**Problem description:**
Copy all lines containing the string "railing" from the records below.
[Given data]
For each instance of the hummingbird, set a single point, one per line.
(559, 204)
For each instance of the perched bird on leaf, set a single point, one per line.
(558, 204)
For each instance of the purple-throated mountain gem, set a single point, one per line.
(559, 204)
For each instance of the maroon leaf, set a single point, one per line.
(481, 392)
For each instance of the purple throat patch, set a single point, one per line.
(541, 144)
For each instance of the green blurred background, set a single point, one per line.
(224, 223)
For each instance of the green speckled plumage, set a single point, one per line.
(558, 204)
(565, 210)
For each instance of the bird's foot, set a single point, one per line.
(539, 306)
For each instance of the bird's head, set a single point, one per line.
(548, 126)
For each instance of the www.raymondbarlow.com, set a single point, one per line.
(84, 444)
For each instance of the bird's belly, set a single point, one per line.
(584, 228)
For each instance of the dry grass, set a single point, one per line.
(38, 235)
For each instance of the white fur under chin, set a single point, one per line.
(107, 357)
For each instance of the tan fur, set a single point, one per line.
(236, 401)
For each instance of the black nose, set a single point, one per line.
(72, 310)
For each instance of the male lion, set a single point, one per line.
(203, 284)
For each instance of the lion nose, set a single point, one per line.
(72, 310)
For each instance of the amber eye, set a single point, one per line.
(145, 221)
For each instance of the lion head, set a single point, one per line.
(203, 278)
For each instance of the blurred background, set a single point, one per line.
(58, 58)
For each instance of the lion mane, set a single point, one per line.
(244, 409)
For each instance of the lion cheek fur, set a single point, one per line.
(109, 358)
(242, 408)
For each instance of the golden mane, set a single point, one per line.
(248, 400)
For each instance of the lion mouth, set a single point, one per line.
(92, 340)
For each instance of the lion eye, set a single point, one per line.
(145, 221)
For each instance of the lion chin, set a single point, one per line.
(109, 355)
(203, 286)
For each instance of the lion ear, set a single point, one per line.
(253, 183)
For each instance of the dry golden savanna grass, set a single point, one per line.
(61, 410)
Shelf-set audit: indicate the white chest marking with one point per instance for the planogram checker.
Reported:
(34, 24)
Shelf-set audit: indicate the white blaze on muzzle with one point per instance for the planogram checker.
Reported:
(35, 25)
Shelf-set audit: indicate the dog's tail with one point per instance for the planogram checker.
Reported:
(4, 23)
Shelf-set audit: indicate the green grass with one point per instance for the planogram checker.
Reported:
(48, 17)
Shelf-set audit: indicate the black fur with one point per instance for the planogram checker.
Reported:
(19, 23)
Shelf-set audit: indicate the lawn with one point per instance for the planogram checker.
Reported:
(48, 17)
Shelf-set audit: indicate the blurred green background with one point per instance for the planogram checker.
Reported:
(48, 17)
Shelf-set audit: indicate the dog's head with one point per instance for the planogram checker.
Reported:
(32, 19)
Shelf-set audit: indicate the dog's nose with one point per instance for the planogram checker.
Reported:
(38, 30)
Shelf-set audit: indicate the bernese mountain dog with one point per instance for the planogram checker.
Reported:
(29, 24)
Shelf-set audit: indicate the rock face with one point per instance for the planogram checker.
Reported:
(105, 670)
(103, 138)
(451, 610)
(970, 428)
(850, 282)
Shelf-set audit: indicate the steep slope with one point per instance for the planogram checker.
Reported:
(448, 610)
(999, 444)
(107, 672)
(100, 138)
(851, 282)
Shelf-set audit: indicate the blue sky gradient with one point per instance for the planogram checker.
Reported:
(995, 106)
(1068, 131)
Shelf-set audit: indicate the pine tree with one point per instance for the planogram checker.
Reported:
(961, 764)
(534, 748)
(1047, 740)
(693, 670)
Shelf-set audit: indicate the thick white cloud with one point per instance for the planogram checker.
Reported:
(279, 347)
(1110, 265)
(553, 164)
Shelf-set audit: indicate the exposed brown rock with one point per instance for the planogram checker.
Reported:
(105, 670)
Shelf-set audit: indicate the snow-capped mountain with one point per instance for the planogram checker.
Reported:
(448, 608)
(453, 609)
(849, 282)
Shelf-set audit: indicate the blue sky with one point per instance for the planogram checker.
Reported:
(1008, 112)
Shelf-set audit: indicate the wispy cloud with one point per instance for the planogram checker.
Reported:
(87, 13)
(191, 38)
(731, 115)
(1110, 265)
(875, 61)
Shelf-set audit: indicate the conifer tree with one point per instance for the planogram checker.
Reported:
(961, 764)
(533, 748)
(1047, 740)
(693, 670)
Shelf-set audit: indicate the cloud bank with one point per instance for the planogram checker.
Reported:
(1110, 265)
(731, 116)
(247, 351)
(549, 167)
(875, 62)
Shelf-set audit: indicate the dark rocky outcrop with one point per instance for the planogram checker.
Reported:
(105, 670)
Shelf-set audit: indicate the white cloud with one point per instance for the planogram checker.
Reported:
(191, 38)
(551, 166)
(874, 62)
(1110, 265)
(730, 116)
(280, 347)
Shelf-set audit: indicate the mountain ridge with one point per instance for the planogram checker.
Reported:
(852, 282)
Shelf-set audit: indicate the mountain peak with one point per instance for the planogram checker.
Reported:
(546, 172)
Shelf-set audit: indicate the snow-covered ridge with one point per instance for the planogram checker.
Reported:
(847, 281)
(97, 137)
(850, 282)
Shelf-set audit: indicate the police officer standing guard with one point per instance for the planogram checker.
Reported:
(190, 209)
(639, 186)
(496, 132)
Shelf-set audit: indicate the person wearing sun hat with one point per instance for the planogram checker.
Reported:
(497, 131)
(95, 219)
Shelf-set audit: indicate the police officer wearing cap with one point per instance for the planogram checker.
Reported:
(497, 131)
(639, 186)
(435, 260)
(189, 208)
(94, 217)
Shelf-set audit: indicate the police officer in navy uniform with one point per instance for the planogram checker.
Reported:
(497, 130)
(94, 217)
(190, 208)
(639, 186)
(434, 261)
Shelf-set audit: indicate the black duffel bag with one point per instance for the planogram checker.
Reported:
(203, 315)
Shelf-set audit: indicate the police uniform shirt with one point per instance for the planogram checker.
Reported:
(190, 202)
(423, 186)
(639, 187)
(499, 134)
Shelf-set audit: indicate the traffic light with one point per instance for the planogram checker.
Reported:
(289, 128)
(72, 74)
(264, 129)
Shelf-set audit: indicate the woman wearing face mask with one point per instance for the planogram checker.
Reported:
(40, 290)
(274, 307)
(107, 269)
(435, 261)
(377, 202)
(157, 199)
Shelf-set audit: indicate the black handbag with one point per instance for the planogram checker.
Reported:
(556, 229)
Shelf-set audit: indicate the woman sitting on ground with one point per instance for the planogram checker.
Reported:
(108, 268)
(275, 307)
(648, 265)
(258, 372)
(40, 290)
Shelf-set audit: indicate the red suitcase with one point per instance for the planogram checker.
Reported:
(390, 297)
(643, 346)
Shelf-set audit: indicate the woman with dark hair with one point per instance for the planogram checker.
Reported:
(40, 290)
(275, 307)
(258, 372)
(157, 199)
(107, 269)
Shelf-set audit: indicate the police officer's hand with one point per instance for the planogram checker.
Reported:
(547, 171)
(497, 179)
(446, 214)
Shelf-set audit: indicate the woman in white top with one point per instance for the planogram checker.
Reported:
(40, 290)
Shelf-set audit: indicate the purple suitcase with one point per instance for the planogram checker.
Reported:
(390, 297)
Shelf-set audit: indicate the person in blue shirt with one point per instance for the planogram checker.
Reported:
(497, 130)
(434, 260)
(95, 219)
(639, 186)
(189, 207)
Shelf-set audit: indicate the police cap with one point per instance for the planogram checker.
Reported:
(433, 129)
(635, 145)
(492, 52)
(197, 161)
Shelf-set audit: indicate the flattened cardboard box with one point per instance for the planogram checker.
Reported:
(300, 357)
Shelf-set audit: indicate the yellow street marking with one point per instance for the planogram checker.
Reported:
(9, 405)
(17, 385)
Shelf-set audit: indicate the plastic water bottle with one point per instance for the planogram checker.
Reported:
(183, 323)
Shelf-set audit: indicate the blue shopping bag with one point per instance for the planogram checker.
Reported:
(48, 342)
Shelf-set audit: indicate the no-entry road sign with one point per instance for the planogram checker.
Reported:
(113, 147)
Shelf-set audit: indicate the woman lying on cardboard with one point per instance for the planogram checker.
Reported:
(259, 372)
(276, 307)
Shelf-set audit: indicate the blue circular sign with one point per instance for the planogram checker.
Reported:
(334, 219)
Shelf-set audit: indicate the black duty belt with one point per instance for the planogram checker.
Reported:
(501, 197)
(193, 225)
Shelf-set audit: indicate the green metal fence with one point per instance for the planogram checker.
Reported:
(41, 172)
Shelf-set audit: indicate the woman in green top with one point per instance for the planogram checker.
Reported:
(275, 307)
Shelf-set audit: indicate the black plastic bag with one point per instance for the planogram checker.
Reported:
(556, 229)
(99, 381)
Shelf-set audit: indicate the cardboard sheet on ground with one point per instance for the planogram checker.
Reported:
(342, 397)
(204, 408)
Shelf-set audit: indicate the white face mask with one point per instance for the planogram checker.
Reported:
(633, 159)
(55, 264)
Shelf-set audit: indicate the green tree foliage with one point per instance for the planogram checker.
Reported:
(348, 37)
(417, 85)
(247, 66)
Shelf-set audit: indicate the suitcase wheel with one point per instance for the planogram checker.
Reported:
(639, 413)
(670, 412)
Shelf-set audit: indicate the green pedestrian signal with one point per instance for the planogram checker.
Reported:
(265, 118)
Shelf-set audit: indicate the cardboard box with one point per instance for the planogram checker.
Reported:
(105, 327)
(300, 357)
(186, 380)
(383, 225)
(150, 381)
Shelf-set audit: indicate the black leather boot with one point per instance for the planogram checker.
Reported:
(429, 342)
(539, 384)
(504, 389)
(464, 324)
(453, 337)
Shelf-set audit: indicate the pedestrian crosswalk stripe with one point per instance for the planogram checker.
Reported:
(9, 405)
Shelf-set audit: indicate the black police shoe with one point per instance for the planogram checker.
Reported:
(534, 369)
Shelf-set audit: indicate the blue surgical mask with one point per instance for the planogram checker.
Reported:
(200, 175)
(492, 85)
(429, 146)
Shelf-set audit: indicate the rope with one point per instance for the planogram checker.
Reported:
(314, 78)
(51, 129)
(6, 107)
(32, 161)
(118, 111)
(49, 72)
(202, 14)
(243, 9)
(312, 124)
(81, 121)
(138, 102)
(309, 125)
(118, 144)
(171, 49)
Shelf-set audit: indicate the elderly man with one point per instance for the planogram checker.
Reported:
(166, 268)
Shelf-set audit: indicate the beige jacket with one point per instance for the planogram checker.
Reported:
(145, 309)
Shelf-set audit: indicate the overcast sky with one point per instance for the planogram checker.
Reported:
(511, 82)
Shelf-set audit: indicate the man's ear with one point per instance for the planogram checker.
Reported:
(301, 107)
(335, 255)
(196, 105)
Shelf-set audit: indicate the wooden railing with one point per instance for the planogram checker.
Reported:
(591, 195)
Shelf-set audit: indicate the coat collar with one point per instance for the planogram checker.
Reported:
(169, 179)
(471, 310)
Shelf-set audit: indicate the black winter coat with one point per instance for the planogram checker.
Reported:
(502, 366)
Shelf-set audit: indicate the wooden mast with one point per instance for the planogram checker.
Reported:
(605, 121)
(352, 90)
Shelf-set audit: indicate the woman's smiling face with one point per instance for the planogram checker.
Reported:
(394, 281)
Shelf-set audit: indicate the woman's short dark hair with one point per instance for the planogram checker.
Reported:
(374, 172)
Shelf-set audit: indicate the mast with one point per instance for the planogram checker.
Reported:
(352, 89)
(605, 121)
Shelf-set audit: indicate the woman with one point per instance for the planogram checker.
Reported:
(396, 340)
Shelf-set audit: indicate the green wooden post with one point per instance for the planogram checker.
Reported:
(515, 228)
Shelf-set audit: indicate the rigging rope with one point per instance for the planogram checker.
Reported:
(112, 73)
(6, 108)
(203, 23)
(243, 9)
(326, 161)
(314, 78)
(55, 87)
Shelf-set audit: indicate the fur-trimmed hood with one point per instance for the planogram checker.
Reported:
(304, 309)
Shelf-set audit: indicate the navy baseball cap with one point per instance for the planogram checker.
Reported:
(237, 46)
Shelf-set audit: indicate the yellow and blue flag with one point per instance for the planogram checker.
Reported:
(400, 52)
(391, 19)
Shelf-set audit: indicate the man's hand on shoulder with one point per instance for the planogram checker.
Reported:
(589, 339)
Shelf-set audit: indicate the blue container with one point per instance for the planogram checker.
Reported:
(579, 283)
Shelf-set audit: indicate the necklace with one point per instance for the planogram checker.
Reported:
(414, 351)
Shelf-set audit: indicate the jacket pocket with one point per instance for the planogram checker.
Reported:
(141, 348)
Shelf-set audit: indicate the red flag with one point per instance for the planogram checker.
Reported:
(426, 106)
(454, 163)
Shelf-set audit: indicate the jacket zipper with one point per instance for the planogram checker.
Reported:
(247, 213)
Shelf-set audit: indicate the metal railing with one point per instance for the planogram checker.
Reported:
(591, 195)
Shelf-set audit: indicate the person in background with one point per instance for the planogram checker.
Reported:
[/Given data]
**Result of this task:**
Shelf-set audit: indicate the wooden railing with one point per instance for the planogram checker.
Shelf-set audit: indicate the metal railing with one point per instance for the planogram checker.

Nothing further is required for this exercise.